In tracing the transmission of ideas concerning social relations we find that the Hebrews brought much with them out of their ancestral home in Chaldea and borrowed some from the land of their captivity, Egypt. The lively Greeks brought with them the customs and traditions of their Asiatic ancestors, and their statesmen and philosophers studied the political institutions of Babylon, Egypt, Crete, Asia Minor, the Phoenicians and their great colonies, and of all the people dwelling about the Mediterranean Sea. The Romans, though more advanced in their governmental work, were students of the Greek philosophers and profited greatly from their teachings. All Europe and America have the benefit of the light that has come to them from Palestine, Greece and Rome, and at the same time of the wider view which includes the civilizations of India, China and Japan, and the yet more important lessons drawn from the experience of a whole world now open to the view of all, and supplied with facilities for instantaneous communications between the most remote nations.

While the prevailing conception of a state both in ancient and modern times has relation to a fixed territory, there are instances of migratory nations, the first accounts of which are of organized masses of people, either allured by some more attractive country or driven from their own by some superior force. Such were the Aryan conquerors of India, who moved down from the northwest and spread over the great peninsula. Such have been the hordes pouring into Europe across the grass lands of southern Russia.

The Romans had more practical wisdom in political affairs than the Greek philosophers, whose central purpose was to

build states with enduring governments, each thoroughly equipped for defense in war. Beginning with the conquest of the neighboring Latin people, the Romans treated them as allies rather than subjects, with equality of right in the acquisition of land and chattels and in trade. This relation, established during the early monarchy, continued under the republic. As other conquests were made Latin rights were accorded to some of the conquered districts but not to all. As Roman power was extended four classes of communities came into existence within the Republic:

1. Roman, with full Roman citizenship, which however could only be exercised in political affairs by the citizen in person at Rome.
━━━
**TASKS FOR THIS EXERCISE**.
• a. For each statement below, decide whether the passage on the spread of political ideas agrees with it. Answer yes or no and quote the deciding words. (i) The Hebrews borrowed some ideas from Egypt. (ii) The Aryan conquerors of India moved down from the northeast. (iii) The Romans treated the neighboring Latin people as subjects.
• b. Use the passage on the spread of political ideas to answer each question briefly.
(i) The Romans were students of which philosophers?
(ii) Across what did the hordes pour into Europe?
(iii) How could full Roman citizenship be exercised in political affairs?
• c. Name every land or people whose political institutions the Greek statesmen and philosophers studied, according to the passage on the spread of political ideas.

**INFORMATION SHOWN**.
━━━
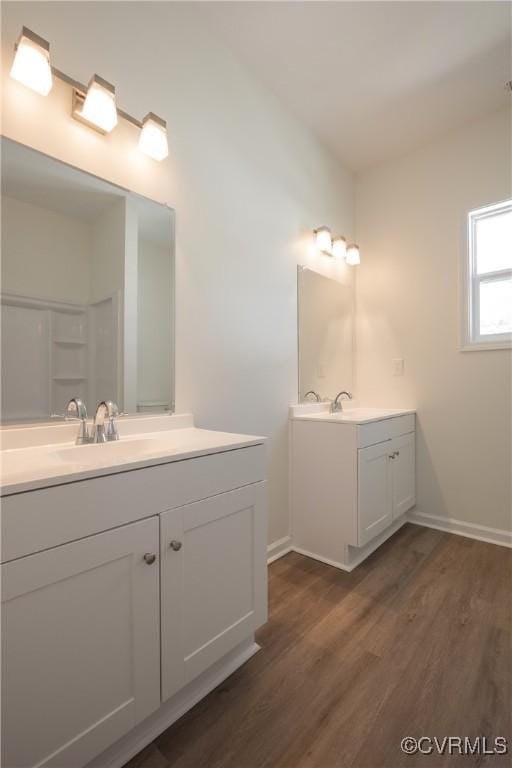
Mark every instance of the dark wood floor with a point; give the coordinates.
(416, 641)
━━━
**OUTPUTS FOR THE TASKS**.
• a.
(i) Yes: "borrowed some from the land of their captivity, Egypt"
(ii) No: "moved down from the northwest"
(iii) No: "treated them as allies rather than subjects"

• b.
(i) The Greek philosophers.
(ii) The grass lands of southern Russia.
(iii) Only by the citizen in person at Rome.

• c. Babylon; Egypt; Crete; Asia Minor; the Phoenicians and their great colonies; all the people dwelling about the Mediterranean Sea.